**SELECTED EXCERPT:**
........

Danish Experts: Parental Age Linked To Schizophrenia And Autism Risks

Aged parents who give birth late have more possibility to produce kids with autism, a study confirms. However, late birth was not linked with increased schizophrenia risk in children. It is only children birthed by very young mother who will likely develop schizophrenia, according to the study.

In the past, a lot of studies studying the effect of late birthing have formed variable results, sometimes because of extensive differences in study plan. But today, to try to solve the problem, researchers from the University of Copenhagen, Sean G. Byars and Jacobus J. Boomsma, use a very big sample.

For the study, they used a sample of around 1.7 million people from Denmark born from January 1978 through January 2009. After a thorough investigation, they have found out that about 6.5 percent were detected with schizophrenic and autistic disorders on this time. They then compared the risks of the children based on paternal and maternal age and the difference of parental age.

Result of the research via the Oxford Journals showed that maternal and paternal ages were linked with increased autism disorder risk in kids but not with schizophrenic disorder. However, in contrast, kids of younger parents had lessened autism risks and only kids of very young mom had increased schizophrenia risks.

........

**EXTRACTED DATA:**
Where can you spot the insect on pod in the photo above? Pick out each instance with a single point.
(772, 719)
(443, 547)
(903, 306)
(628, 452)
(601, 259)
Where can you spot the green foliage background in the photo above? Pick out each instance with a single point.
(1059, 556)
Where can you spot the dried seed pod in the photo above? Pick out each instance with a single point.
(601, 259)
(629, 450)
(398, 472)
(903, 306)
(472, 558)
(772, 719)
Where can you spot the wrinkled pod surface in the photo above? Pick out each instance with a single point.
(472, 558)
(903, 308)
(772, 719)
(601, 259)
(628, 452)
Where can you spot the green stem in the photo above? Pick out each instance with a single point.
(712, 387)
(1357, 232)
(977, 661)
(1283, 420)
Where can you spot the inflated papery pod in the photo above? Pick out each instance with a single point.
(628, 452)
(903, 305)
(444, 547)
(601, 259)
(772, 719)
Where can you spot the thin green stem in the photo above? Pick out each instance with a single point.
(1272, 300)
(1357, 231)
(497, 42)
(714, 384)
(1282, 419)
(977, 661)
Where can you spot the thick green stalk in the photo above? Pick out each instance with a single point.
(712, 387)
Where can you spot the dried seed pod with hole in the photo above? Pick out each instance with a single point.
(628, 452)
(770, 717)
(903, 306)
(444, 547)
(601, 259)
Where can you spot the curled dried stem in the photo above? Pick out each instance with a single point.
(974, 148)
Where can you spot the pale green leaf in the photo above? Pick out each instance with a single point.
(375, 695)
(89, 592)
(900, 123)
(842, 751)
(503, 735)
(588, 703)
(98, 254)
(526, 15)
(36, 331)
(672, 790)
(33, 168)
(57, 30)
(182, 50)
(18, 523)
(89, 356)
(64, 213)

........

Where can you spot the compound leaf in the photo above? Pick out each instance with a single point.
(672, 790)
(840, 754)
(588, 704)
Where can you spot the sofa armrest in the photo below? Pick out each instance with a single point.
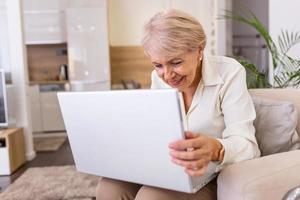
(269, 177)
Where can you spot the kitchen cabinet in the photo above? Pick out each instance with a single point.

........

**TO DO:**
1. For each statement about the article on parental age and autism and schizophrenia risk, say yes or no according to that article and quote the words that decide it.
(a) The study linked late birth with a higher risk of schizophrenia in children.
(b) The researchers who ran the study are from the University of Copenhagen.
(c) The sample covered people born from January 1978 through January 2009.
2. Answer these questions from the article on parental age and autism and schizophrenia risk.
(a) About how many people were in the study's sample?
(b) What share of them were detected with schizophrenic and autistic disorders?
(c) Children of which parents had increased schizophrenia risks?
3. Write the next part of the article on parental age and autism and schizophrenia risk, picking up after its final sentence.

**PER-TASK OUTPUTS:**
1.
(a) No: "late birth was not linked with increased schizophrenia risk in children."
(b) Yes: "researchers from the University of Copenhagen"
(c) Yes: "born from January 1978 through January 2009"

2.
(a) Around 1.7 million people from Denmark.
(b) About 6.5 percent.
(c) Very young mothers.

3.
"The magnitude of these increases and decreases in statistical risk need to be scaled against the fortunately rather modest absolute risks of being diagnosed with a mental disorder in Denmark, which is 3.7 percent for all autistic disorders and 2.8 percent for all schizophrenic disorders up to 30 years of age," Byars said to ScienceDaily. "The highest increases and decreases that we could relate to paternal and maternal age added only 0.2-1.8 percent to these absolute risks, but represented changes in relative risk of 76-104 percent," he added.

What's more, the study also talks about the reasons of the continuous existence of these risk patterns in contemporary human and recommends that they're remains of the evolutionary history. "Our evolutionary interpretations suggest how we can possibly understand recently increased mental disease risks that have no direct medical explanation," Boomsma remarked.